**EXERCISE DETAILS:** In the text about the poem "The Night-Ride" below, retype word for word the passage starting with "It was originally" and going on through "blind and sleeps.".

- First published in: Earth-Visitors : Poems
- Country: Australia
- Language: English
- Publication date: 1926

= The Night-Ride =

1926 poem by Australian poet Kenneth Slessor

"The Night-Ride" (1926) is a poem by Australian poet Kenneth Slessor.

It was originally published in the poet's collection Earth-Visitors : Poems, and was subsequently reprinted in the author's single-author collections and a number of Australian poetry anthologies.

==Synopsis==

The poem starts with a passenger on a train, watching other passengers on the platform, and waiting for the train to leave the station. Then the train moves off and the passenger pulls down the window blind and sleeps.

==Critical reception==

Chris Wallace-Crabbe stated that the poem "is successful not because Slessor has bluntly set out to find a viable analogy for his vision of life, but because it starts from a clear definition of local and specific perceptions. His magnificent verbal gifts are no longer wasted on the erection of pleasure domes in Neverneverland, but are devoted to recording the colours, shapes, surfaces of familiar things."

In his book Reading Australian Poetry Andrew Taylor commented "Slessor has been constantly praised for the immediacy of his observation of physical detail, a quality as apparent in 'The Night-Ride' as anywhere else."

**RECORDS SUPPLIED:**
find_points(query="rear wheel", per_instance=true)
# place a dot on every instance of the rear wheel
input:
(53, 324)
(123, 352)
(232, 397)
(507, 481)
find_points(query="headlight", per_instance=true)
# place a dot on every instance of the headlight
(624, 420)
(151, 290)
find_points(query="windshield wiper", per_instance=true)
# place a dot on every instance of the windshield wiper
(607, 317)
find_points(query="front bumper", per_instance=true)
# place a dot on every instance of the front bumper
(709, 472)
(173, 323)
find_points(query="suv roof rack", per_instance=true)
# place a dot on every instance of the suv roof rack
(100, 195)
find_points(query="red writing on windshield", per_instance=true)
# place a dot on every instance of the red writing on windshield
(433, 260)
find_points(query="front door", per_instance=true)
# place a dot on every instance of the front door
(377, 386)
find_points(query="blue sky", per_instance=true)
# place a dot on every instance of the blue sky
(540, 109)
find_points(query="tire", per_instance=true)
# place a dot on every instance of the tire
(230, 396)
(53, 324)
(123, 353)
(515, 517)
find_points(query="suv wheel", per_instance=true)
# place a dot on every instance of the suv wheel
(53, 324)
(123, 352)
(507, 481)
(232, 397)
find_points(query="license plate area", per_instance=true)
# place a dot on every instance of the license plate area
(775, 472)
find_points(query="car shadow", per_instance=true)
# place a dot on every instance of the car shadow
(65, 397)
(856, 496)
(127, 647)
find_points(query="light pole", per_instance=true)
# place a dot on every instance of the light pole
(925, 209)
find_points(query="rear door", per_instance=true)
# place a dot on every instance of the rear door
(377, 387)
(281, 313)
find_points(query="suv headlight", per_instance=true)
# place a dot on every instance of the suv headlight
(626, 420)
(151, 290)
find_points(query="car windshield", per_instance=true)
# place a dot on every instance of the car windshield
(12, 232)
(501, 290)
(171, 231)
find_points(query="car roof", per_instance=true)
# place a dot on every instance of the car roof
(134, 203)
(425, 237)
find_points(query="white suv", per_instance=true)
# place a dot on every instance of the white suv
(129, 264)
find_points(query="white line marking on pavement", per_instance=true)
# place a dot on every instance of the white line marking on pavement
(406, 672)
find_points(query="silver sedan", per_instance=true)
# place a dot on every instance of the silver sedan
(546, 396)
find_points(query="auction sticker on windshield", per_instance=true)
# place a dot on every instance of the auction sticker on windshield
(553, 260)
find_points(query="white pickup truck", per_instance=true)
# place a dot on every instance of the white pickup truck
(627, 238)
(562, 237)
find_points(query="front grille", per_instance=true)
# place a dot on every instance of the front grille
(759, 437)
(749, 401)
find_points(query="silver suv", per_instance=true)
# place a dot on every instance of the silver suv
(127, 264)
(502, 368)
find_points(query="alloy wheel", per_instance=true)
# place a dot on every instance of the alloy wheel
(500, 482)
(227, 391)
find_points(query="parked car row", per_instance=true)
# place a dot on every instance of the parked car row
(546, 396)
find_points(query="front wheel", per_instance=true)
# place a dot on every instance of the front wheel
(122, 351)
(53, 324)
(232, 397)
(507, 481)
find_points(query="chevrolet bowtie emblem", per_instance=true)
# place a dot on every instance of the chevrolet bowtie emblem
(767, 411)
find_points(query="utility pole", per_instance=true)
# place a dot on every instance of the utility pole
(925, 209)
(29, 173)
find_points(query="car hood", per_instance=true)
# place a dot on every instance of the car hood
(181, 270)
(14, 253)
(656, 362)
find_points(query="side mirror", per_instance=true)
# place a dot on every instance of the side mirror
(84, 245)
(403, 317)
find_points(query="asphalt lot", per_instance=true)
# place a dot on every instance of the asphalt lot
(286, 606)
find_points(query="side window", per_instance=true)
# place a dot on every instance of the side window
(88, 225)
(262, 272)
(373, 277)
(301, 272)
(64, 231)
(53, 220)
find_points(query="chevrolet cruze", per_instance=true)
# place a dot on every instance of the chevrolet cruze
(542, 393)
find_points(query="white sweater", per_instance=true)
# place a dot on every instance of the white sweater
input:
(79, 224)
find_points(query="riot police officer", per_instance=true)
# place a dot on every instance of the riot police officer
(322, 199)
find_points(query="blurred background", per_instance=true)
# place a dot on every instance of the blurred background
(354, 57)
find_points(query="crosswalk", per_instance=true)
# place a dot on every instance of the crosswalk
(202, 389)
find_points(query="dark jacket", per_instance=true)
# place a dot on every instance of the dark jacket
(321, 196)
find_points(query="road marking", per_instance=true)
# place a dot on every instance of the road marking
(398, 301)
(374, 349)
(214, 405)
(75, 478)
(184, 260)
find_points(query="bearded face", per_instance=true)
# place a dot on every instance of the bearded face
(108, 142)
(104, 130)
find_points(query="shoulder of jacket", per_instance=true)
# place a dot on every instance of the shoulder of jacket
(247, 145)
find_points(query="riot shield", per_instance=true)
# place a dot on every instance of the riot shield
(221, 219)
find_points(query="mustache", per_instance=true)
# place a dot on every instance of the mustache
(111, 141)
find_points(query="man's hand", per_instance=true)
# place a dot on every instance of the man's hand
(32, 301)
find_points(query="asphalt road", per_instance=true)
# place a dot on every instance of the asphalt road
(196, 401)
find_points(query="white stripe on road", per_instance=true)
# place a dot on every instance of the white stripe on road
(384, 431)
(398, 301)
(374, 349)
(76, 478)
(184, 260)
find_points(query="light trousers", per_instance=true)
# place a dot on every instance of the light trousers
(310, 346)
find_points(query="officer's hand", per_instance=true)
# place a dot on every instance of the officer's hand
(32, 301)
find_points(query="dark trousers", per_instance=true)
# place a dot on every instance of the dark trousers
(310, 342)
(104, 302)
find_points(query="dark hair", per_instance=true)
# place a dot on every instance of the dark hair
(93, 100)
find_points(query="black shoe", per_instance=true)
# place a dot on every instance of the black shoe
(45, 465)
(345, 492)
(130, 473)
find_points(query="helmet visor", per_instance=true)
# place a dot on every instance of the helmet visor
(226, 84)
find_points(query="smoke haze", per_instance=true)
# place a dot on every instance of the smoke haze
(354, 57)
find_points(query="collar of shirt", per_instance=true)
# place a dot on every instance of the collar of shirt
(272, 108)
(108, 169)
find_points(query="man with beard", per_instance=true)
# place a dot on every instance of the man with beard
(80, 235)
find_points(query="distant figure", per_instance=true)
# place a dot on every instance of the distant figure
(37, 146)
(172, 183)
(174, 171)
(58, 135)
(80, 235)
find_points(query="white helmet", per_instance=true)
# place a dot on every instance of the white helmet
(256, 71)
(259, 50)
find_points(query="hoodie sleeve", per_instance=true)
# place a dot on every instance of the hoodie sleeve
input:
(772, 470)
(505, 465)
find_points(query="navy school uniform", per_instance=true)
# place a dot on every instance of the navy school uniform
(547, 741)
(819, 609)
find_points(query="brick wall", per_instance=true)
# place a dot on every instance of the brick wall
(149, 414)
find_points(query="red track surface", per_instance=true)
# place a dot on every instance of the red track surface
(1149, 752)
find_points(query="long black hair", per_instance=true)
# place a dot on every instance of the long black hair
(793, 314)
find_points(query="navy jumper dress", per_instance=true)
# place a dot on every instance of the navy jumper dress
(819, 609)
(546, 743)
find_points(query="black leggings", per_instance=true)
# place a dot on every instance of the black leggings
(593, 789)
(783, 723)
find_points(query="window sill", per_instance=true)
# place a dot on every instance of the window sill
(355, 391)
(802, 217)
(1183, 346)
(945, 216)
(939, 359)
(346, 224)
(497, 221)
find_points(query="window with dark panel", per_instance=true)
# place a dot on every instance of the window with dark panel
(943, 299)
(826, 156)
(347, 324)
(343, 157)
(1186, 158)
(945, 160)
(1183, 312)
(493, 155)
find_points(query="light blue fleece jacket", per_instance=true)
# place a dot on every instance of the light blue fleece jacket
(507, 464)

**RESULT OF THIS EXERCISE:**
It was originally published in the poet's collection Earth-Visitors : Poems, and was subsequently reprinted in the author's single-author collections and a number of Australian poetry anthologies.

==Synopsis==

The poem starts with a passenger on a train, watching other passengers on the platform, and waiting for the train to leave the station. Then the train moves off and the passenger pulls down the window blind and sleeps.